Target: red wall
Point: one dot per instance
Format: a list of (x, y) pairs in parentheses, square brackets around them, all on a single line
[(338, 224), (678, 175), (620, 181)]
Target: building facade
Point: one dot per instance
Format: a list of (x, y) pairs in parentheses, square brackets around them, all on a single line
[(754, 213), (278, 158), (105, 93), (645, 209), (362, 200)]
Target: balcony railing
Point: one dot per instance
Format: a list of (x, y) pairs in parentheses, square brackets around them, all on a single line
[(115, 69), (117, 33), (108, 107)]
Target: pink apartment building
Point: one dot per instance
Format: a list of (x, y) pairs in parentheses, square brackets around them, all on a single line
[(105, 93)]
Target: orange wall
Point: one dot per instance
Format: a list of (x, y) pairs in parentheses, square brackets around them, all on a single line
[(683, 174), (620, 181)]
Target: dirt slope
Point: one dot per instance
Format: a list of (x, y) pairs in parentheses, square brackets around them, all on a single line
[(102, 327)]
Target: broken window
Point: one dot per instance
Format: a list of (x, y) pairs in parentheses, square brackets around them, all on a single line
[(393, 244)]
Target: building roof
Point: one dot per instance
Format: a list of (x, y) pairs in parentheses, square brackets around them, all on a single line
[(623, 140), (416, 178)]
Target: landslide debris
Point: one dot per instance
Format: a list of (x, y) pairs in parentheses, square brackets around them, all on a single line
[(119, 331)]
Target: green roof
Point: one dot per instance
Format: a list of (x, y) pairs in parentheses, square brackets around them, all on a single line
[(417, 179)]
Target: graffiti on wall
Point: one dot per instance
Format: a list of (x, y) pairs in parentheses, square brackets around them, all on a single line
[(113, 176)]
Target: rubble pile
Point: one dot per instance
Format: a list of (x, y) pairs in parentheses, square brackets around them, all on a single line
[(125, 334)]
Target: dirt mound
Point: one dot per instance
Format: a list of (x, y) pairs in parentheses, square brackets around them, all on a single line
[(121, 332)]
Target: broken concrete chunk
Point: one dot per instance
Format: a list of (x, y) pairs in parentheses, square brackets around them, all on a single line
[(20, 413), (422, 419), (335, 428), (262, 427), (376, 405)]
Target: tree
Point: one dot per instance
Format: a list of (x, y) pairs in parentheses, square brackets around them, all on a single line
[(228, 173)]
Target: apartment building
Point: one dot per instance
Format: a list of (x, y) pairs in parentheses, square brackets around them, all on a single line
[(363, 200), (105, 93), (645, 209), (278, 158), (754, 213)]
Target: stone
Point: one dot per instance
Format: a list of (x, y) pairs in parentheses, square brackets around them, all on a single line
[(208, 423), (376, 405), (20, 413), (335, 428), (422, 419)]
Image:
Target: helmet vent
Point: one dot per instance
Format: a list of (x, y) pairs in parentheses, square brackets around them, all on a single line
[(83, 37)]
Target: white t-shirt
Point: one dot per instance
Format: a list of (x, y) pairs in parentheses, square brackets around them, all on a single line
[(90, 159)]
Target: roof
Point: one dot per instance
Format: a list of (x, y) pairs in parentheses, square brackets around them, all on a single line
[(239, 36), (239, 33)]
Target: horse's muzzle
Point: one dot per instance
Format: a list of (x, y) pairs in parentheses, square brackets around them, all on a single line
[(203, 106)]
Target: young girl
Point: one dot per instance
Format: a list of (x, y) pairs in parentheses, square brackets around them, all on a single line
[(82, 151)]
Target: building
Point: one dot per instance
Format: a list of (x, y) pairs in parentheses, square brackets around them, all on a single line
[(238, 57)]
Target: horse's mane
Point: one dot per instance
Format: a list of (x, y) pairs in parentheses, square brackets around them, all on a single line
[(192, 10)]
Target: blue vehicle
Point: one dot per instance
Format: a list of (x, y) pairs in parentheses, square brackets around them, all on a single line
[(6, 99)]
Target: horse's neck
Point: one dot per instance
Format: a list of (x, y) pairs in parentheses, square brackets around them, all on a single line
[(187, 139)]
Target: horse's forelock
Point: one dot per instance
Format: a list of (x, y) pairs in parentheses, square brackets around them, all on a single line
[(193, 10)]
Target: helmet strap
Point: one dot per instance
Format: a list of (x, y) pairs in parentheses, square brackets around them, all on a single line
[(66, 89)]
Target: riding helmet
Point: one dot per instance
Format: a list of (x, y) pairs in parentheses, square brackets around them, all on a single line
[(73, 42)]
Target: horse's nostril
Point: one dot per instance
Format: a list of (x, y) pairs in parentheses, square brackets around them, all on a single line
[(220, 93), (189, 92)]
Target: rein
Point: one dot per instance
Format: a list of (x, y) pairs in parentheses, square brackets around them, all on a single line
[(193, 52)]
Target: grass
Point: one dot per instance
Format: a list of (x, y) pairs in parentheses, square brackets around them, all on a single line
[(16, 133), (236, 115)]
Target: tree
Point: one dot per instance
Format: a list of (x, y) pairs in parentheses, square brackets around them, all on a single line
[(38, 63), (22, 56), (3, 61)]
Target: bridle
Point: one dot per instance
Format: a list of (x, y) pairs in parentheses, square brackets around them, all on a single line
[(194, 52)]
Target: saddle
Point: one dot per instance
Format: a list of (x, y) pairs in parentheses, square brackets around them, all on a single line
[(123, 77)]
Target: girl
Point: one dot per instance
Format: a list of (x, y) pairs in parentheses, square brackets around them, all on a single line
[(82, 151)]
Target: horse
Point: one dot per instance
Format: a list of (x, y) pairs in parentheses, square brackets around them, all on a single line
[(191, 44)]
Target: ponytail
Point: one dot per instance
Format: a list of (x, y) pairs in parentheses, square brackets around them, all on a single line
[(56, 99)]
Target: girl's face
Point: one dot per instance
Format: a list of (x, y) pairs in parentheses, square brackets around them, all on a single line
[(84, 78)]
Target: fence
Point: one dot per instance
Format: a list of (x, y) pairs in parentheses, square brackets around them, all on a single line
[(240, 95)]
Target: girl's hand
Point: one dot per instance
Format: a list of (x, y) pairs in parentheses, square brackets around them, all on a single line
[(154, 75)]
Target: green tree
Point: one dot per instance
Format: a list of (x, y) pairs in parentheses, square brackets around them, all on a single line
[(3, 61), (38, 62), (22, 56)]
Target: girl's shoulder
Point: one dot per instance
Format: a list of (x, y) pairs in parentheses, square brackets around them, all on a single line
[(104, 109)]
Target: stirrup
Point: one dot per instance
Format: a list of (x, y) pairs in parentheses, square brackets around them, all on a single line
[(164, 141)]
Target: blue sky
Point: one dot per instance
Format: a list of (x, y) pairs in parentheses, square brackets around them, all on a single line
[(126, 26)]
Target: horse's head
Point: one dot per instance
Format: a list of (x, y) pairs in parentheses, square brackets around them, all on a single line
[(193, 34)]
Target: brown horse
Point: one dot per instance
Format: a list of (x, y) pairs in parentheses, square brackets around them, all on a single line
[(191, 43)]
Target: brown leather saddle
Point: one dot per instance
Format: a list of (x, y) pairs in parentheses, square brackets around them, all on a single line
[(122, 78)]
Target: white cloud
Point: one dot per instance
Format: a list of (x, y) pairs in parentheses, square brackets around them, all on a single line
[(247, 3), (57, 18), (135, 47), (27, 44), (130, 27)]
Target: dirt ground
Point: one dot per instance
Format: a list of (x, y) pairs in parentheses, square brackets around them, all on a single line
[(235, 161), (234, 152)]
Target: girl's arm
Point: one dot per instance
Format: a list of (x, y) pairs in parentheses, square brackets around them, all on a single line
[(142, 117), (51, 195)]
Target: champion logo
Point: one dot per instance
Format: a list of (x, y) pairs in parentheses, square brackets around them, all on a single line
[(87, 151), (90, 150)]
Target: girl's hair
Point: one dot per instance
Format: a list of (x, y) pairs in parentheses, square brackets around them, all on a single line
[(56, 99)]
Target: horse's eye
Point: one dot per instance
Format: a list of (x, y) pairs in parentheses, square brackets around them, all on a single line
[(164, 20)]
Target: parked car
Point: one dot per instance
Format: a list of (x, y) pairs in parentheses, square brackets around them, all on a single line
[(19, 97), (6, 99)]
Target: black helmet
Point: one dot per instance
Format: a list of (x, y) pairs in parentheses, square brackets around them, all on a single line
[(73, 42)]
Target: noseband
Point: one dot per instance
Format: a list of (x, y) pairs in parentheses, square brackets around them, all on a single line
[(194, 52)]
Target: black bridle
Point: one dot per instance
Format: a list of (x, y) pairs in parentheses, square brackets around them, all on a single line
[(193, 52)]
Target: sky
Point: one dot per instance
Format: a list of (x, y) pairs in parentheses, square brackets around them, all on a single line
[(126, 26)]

* * * * *

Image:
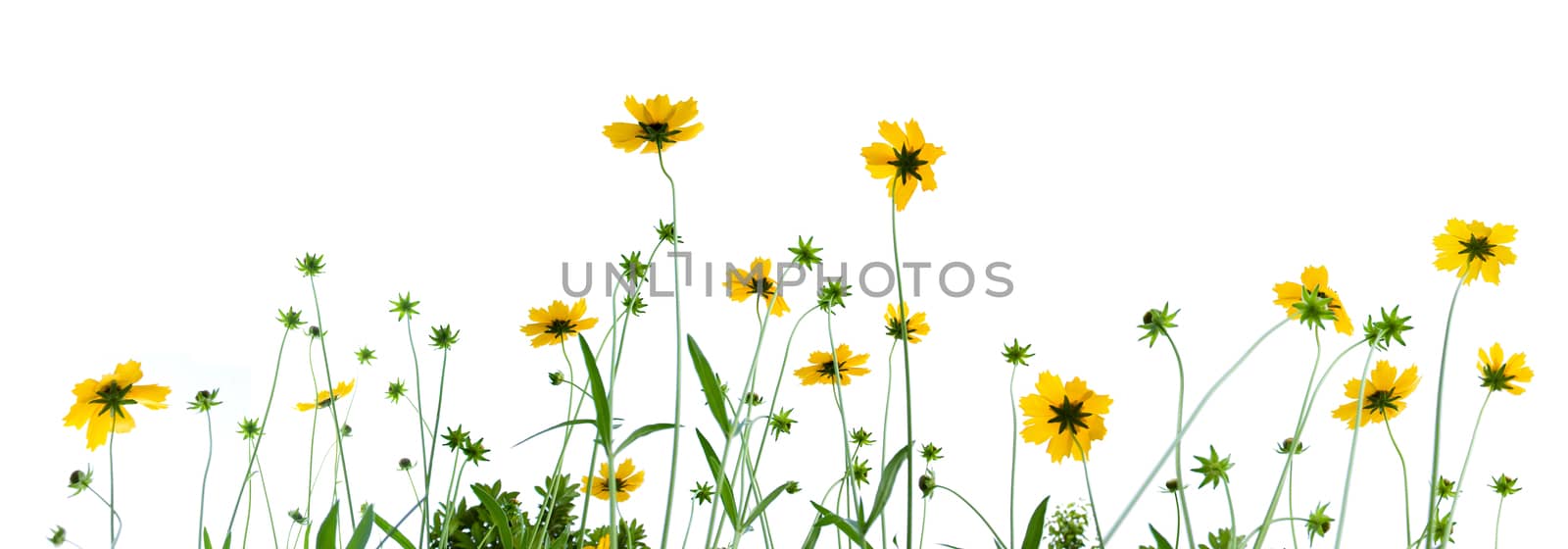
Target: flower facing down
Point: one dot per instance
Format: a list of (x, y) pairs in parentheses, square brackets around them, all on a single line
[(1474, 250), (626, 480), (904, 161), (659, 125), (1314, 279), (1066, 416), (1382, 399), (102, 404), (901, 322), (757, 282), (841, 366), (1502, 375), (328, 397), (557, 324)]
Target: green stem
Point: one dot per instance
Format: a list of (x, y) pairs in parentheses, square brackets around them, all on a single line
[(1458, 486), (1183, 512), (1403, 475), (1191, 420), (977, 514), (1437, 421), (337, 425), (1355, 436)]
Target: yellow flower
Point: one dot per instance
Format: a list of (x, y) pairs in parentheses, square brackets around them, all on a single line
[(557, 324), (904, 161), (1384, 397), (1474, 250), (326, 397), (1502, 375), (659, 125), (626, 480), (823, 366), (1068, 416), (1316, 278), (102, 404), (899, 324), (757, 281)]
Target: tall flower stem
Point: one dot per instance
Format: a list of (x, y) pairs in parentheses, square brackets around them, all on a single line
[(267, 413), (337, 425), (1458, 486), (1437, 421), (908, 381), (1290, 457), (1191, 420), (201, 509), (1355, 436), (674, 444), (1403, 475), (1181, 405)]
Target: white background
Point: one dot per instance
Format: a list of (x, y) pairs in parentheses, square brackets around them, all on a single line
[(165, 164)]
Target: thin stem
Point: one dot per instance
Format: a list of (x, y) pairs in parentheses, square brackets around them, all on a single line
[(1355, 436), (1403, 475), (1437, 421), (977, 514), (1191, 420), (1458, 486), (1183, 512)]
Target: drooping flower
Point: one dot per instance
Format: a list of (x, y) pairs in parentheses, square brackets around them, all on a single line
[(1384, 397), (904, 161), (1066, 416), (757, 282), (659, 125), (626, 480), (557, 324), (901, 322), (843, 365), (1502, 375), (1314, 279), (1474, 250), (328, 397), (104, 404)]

* * * * *

Copy the material above word for word, beginning at the line containing "Target: red wall" and stopping after the line containing "[(105, 93)]".

Target: red wall
Point: one dot per instance
Format: a list of (x, y) pairs in parentheses, square brackets around them, all on a single line
[(338, 224), (678, 175), (620, 181)]
Target: building facade
Point: one dot per instance
Format: a list of (x, y) pairs in parentheses, square brackets around them, all on a single line
[(754, 213), (278, 158), (105, 93), (645, 209), (362, 200)]
Target: balcony railing
Point: one dot per instance
Format: a list of (x, y) pairs in parentheses, square brackets around them, all on a single line
[(115, 69), (117, 33), (108, 107)]
Target: pink apartment building
Point: one dot per instance
Format: a list of (x, y) pairs in parentheses, square brackets around them, all on a single line
[(105, 93)]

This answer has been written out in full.